— Begin Information provided —

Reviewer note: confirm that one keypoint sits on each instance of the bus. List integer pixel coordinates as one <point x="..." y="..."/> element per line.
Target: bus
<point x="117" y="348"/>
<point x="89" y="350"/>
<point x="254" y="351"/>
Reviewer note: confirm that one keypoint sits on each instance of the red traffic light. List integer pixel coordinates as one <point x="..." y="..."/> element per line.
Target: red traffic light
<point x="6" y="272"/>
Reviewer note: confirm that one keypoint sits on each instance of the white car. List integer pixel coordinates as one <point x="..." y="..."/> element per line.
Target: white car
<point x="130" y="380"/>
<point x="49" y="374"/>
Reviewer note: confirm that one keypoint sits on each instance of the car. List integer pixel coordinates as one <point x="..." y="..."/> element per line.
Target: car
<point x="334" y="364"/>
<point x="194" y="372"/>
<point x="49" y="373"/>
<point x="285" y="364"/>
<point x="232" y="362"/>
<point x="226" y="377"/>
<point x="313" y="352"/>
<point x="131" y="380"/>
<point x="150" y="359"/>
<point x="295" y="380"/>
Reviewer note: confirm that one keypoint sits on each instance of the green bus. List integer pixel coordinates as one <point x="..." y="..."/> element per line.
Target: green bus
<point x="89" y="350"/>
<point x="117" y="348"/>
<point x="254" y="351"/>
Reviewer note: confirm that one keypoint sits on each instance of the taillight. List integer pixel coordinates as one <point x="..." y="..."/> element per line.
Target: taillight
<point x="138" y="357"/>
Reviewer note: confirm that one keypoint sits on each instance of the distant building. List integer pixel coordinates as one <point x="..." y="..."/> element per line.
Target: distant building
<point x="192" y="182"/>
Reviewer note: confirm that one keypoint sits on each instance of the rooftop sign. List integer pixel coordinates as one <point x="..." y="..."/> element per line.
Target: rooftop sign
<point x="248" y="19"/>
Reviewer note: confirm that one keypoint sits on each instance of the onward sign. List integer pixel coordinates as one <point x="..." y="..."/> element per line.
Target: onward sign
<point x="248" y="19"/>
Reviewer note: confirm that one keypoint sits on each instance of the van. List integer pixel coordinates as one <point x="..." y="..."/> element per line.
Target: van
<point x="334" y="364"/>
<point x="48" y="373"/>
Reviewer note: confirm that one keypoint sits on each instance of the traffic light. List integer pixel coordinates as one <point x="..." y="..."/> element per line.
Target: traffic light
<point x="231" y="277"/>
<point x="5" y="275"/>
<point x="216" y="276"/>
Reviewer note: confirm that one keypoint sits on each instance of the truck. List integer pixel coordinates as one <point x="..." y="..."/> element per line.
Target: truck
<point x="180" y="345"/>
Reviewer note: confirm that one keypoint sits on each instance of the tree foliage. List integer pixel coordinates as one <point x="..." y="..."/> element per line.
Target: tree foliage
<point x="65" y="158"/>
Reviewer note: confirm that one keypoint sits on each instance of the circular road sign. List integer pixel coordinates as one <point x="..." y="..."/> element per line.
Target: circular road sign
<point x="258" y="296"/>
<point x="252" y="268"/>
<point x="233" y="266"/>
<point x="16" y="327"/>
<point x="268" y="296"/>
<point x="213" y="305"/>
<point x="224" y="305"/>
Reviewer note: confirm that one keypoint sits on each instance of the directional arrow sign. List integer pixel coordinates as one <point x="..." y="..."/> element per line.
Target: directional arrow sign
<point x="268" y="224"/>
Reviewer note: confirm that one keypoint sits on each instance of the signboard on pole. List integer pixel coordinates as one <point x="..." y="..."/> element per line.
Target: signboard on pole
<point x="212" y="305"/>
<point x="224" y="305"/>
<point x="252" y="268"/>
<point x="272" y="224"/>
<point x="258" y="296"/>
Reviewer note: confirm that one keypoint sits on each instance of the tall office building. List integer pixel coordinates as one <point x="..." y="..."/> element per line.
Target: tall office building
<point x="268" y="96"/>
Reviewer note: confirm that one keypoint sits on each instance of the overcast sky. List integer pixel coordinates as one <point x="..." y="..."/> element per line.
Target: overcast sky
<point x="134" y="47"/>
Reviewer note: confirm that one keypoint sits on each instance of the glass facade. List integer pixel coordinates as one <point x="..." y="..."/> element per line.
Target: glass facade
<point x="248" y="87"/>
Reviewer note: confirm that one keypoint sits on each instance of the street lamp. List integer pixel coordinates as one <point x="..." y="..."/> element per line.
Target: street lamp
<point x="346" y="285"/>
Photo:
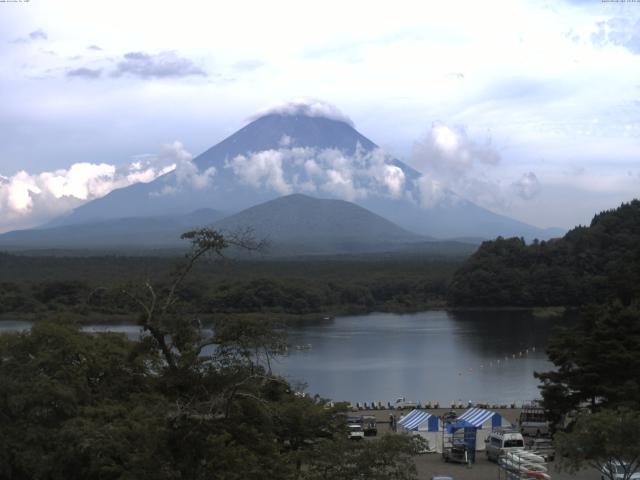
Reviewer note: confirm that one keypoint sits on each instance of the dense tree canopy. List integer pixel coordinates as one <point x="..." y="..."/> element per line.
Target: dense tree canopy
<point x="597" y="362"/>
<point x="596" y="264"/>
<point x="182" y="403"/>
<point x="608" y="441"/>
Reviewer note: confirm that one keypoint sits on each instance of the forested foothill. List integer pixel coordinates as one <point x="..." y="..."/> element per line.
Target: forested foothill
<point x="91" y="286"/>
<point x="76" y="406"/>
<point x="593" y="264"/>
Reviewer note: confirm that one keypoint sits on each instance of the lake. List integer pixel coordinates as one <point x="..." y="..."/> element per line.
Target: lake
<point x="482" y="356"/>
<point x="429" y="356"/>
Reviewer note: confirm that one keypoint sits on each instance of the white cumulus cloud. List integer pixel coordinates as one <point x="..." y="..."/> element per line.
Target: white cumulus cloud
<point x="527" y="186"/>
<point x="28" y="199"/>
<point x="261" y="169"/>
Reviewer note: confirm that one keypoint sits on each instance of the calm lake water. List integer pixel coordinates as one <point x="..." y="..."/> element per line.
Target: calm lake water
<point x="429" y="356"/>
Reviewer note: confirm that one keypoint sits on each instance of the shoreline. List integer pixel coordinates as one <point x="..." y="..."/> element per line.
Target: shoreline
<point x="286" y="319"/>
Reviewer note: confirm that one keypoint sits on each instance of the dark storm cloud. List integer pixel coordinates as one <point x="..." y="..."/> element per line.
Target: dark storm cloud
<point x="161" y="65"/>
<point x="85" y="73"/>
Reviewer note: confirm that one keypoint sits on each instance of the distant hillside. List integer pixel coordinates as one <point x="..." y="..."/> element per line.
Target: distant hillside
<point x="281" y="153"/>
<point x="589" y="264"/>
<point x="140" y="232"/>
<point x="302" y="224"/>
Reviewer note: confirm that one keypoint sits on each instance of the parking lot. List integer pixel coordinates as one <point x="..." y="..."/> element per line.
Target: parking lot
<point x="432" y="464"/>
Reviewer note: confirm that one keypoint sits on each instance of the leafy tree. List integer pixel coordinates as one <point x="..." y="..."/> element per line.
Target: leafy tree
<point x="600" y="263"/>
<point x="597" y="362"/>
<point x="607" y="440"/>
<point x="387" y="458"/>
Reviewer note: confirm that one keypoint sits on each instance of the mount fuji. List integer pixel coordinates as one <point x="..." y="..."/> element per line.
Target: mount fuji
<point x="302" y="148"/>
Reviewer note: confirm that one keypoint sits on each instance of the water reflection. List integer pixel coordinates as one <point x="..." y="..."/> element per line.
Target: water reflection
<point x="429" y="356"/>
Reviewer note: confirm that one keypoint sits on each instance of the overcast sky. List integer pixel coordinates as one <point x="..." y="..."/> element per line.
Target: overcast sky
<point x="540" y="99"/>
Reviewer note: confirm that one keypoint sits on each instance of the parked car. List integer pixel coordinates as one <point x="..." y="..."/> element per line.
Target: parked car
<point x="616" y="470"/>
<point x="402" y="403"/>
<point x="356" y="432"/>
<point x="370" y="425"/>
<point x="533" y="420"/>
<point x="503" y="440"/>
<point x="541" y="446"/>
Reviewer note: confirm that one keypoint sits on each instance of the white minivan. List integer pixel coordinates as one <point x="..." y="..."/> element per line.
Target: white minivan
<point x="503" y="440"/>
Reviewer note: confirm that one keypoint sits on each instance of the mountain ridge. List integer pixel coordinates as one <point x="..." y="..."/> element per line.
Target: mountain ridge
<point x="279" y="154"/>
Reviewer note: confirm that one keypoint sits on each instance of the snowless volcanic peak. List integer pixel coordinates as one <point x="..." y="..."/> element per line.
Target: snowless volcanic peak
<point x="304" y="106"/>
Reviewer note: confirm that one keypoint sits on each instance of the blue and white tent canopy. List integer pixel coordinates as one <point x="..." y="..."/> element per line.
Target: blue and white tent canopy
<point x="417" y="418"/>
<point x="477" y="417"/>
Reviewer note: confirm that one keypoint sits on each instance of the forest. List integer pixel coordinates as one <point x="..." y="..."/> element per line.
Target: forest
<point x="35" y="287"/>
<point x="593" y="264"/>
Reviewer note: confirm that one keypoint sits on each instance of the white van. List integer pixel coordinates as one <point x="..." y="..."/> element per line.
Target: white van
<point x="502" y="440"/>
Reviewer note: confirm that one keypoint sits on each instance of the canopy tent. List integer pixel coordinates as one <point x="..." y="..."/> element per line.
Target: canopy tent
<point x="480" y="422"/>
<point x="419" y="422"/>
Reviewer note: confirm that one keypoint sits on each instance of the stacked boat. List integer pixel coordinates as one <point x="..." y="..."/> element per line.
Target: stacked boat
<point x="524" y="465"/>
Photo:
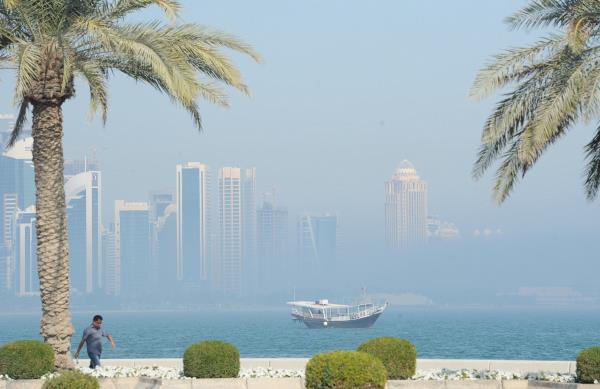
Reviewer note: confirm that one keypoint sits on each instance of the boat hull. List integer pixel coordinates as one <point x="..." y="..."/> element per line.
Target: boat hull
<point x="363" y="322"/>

— End Information provided —

**What is asked**
Transcribe exactly the portion of the material above that runs from the line containing "of the forest." through its last line, omitting all pictures.

**Response to the exercise**
Reviewer note: confirm that one keypoint sits on each instance of the forest. List integer pixel coordinates as one <point x="..." y="..."/> element per line.
Target: forest
<point x="35" y="287"/>
<point x="593" y="264"/>
Reviewer note: confirm that one keypoint sits on each instance of the white van. List integer pixel coordinates as one <point x="..." y="..."/> element per line.
Target: white van
<point x="502" y="440"/>
Reviewer note: confirm that one keypoint sits on each instance of the canopy tent. List integer pixel coordinates as one <point x="..." y="..."/> element per line.
Target: canopy tent
<point x="480" y="422"/>
<point x="419" y="422"/>
Reviewer note: confirm that one keypoint sits on each instance of the stacked boat. List integer pixel coordinates as one <point x="..." y="..."/> element per line.
Target: stacked boat
<point x="524" y="465"/>
Photo:
Reviewer note: confirm that one keypoint sits on each instance of the boat hull. List integer pixel coordinates as one <point x="..." y="..."/> element per line.
Target: boat hull
<point x="363" y="322"/>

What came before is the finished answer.